[Data records]
--------------------------------

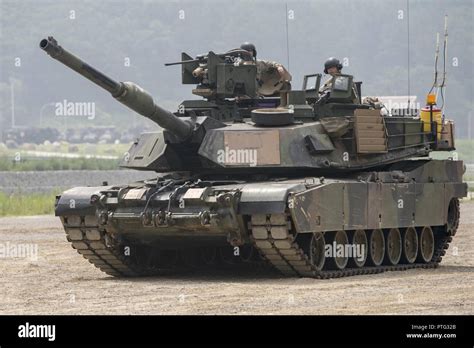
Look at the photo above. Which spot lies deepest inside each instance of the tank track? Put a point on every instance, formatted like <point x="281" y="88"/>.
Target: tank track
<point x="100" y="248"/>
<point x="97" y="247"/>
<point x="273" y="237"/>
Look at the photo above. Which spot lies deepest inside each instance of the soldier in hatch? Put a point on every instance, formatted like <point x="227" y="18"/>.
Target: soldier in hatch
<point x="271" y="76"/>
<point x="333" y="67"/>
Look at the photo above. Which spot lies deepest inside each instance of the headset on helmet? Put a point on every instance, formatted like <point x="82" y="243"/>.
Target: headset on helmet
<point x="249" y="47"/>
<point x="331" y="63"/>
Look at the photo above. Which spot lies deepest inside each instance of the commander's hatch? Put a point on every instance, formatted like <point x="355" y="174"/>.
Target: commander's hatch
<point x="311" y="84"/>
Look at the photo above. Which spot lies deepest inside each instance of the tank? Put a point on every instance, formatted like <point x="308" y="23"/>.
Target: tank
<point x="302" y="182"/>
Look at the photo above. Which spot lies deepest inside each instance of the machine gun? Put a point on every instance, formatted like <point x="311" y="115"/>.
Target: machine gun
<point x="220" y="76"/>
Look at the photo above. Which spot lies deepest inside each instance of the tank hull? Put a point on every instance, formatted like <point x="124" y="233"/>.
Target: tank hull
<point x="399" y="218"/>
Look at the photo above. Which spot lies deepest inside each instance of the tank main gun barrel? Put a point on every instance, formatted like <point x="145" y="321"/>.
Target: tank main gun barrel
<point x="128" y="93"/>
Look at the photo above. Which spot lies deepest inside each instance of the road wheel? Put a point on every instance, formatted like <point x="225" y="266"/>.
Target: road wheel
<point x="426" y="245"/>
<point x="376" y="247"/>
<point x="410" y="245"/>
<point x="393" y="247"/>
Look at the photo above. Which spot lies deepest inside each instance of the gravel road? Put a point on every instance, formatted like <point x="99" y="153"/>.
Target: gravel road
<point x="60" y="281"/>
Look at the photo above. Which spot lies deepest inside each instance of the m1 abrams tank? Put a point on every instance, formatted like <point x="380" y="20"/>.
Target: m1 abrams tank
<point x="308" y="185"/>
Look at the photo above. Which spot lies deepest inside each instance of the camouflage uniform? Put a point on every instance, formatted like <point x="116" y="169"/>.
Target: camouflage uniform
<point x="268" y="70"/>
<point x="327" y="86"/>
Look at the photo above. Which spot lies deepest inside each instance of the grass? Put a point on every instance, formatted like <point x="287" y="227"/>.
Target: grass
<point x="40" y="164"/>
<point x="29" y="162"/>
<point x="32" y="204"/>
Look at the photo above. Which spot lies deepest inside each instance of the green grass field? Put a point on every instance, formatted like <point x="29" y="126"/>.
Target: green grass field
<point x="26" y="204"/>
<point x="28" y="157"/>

--------------------------------

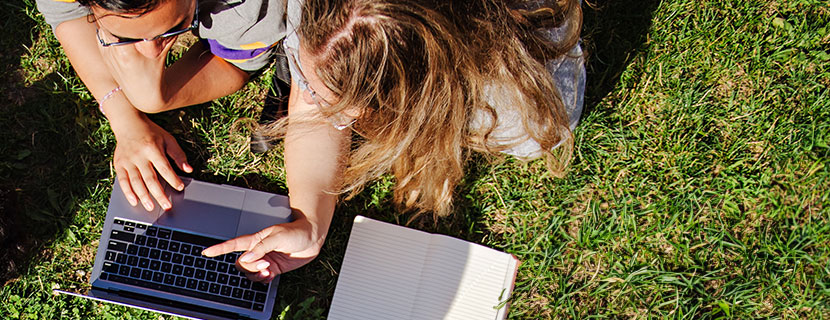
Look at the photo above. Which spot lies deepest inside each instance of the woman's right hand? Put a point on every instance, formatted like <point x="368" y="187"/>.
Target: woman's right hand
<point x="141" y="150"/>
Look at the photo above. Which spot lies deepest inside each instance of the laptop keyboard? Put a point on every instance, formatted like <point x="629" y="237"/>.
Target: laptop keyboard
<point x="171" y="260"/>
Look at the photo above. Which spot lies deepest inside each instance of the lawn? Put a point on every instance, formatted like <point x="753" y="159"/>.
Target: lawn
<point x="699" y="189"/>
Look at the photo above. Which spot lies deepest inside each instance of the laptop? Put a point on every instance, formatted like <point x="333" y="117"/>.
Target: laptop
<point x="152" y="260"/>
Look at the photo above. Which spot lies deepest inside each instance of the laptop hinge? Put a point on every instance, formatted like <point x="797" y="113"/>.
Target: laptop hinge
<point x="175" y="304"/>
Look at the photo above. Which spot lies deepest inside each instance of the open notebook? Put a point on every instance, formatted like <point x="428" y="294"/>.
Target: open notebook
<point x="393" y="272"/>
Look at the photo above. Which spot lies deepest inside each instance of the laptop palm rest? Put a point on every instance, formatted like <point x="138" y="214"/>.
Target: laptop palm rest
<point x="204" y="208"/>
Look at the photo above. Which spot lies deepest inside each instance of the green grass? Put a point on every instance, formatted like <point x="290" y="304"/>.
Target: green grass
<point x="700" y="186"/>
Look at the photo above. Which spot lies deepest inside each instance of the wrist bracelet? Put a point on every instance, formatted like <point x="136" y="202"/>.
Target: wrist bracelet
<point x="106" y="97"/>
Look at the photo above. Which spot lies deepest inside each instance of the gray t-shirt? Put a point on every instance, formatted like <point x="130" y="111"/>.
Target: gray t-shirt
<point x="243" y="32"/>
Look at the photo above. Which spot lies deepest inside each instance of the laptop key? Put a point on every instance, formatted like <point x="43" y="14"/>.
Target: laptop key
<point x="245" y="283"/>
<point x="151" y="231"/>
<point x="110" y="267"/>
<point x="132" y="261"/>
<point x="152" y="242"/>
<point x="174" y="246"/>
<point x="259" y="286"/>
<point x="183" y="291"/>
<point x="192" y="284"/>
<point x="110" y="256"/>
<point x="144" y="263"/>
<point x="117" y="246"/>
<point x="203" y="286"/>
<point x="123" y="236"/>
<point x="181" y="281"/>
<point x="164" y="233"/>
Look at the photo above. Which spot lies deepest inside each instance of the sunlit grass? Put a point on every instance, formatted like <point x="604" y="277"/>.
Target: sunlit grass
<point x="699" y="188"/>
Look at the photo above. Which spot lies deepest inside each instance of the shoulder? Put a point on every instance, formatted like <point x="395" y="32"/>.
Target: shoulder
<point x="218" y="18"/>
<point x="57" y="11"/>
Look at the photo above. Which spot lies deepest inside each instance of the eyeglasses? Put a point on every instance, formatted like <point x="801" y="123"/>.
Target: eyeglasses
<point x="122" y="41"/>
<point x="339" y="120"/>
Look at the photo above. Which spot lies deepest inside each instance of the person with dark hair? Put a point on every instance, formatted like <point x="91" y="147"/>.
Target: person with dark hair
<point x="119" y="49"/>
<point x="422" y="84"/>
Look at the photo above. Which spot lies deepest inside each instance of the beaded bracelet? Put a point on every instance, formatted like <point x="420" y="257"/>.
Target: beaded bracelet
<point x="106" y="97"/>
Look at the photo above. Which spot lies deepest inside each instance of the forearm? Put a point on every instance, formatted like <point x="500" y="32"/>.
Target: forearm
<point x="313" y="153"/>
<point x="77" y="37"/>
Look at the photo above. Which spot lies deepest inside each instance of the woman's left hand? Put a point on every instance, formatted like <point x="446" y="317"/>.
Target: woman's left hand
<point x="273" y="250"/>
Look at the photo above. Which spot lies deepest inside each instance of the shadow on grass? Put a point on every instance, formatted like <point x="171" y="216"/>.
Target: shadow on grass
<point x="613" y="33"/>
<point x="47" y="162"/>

--------------------------------

Please tally how many lines in the data above contain the string "palm", with case counting, and give only that number.

**Exercise response:** 2